> Collection entries
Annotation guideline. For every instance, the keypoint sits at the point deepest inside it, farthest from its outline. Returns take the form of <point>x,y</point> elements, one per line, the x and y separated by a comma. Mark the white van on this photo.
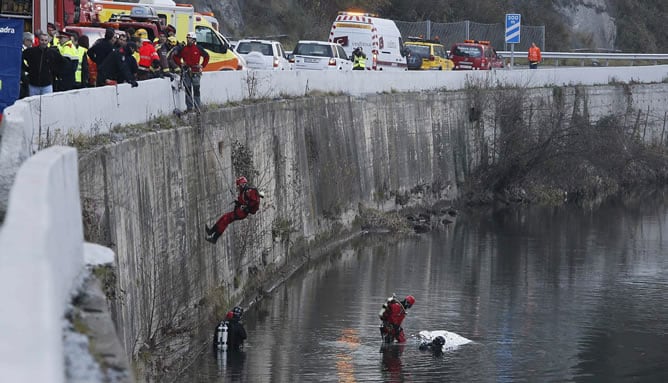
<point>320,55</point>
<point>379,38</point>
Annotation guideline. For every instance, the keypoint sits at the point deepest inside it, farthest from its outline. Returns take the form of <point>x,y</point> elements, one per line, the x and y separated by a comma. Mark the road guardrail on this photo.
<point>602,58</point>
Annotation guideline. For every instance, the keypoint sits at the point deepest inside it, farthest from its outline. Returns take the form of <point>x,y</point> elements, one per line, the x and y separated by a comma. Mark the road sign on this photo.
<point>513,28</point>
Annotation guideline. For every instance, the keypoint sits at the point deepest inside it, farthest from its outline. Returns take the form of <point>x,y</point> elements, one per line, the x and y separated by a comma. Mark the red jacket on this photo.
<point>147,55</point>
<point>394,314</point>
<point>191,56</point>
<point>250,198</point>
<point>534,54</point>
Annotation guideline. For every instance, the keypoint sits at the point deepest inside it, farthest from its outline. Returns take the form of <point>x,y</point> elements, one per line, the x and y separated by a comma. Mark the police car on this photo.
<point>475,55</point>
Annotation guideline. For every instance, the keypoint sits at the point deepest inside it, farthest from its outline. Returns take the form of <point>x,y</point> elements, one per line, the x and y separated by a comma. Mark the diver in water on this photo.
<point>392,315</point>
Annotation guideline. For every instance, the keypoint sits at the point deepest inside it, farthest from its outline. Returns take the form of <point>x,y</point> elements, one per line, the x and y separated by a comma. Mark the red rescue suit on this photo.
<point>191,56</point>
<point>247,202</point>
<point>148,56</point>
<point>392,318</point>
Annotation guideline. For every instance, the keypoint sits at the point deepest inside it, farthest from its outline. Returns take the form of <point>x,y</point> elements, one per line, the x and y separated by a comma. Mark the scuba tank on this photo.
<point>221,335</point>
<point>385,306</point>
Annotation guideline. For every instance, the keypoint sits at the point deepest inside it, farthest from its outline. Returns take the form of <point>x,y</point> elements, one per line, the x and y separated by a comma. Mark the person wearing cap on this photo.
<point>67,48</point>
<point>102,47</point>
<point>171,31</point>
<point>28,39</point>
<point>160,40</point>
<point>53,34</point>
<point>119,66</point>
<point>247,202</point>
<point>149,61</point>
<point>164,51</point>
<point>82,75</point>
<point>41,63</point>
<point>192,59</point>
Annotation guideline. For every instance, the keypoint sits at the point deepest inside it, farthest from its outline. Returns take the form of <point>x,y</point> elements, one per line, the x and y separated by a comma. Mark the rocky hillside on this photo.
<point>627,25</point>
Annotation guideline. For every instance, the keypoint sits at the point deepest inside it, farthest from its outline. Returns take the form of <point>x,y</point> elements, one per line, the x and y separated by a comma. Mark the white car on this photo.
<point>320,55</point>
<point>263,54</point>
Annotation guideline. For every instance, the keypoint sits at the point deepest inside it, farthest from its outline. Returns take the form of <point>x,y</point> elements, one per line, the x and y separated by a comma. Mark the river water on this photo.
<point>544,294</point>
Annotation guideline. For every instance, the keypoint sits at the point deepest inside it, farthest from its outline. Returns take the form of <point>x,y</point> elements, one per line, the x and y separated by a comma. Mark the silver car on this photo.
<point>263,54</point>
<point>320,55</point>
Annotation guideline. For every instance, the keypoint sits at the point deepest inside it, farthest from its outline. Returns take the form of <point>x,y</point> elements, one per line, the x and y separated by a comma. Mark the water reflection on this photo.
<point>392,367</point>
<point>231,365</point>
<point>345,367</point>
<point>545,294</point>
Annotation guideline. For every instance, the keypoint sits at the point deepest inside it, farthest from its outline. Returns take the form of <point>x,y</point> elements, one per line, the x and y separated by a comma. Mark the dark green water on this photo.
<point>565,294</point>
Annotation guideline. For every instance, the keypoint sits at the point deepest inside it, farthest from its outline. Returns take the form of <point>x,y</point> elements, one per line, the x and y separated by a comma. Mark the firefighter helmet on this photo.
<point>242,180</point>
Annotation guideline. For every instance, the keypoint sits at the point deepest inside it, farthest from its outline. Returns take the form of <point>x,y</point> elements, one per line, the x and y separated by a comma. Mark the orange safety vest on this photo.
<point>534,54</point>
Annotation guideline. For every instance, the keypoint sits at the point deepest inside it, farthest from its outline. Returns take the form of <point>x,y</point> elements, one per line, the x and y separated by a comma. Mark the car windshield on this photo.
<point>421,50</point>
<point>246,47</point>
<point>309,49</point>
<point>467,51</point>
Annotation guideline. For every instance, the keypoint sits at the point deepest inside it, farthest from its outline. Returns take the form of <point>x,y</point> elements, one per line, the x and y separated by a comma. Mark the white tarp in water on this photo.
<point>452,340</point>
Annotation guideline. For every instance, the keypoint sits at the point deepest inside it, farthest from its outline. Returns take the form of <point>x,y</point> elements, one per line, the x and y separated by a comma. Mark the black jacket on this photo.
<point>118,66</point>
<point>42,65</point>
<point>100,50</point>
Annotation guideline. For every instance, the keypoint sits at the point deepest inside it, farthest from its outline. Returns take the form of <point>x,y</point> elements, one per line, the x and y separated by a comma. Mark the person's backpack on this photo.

> DO THIS
Extract, word for word, the stretch of the records from their start through the line that contains "<point>379,38</point>", and leave the pictures out.

> WRITTEN RESPONSE
Annotation guideline. For every instance, the keypoint sits at the point deepest inside it, farthest from its outline. Returns take the form of <point>x,y</point> elements, one per line, the x and y separated by a comma. Mark the white van on this photo.
<point>320,55</point>
<point>379,38</point>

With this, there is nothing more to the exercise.